*EXERCISE AIM*. Filter the data below, keeping only the lines that contain the string "rock", and copy each of those lines unchanged.

*EXTRACTED MATERIAL*.
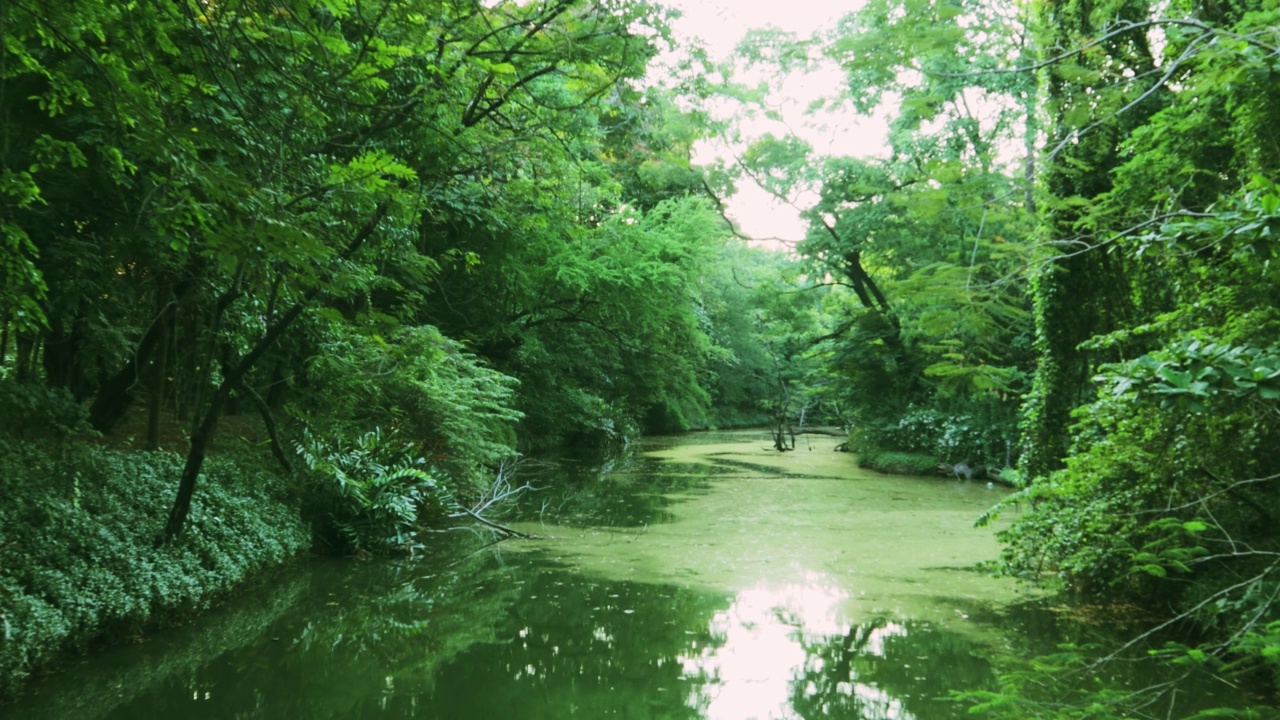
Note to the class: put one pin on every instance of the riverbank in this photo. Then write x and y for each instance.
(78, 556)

---

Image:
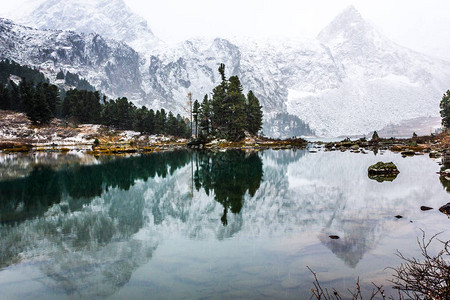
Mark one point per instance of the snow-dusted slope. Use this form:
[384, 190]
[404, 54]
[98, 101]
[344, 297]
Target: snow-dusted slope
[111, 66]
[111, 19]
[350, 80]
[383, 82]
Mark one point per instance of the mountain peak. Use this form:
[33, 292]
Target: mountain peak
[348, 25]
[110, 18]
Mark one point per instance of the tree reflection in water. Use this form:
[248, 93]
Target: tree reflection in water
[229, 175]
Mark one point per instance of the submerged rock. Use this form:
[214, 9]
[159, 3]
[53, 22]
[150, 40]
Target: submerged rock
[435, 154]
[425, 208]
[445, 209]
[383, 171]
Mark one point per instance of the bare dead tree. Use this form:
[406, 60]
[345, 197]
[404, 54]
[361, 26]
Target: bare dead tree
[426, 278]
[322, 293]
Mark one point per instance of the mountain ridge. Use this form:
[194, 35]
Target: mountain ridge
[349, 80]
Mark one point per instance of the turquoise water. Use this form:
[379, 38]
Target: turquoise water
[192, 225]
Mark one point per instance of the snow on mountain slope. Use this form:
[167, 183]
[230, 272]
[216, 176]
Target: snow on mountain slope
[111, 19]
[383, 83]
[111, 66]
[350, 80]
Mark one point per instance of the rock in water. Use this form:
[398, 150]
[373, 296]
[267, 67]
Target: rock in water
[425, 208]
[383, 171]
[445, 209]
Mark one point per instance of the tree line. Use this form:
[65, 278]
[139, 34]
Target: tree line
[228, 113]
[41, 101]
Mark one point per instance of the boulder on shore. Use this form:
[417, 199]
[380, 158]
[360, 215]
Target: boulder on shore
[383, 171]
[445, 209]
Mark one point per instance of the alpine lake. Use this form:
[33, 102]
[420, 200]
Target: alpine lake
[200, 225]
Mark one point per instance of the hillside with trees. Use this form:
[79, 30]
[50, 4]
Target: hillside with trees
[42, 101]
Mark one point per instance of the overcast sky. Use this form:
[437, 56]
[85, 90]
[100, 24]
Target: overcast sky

...

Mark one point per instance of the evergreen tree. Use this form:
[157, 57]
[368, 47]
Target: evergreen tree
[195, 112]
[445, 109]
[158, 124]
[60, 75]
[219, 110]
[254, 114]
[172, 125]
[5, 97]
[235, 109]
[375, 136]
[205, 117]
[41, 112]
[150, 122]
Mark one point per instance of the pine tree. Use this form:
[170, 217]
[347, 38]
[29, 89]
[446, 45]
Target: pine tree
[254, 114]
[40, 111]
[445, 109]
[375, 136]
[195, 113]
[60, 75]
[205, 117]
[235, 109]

*CORRECT RESPONSE*.
Mark one point per instance of the submerged rock. Use this form:
Target: submerged rock
Mark one point per instance of the rock in water. Use this form:
Target: rock in water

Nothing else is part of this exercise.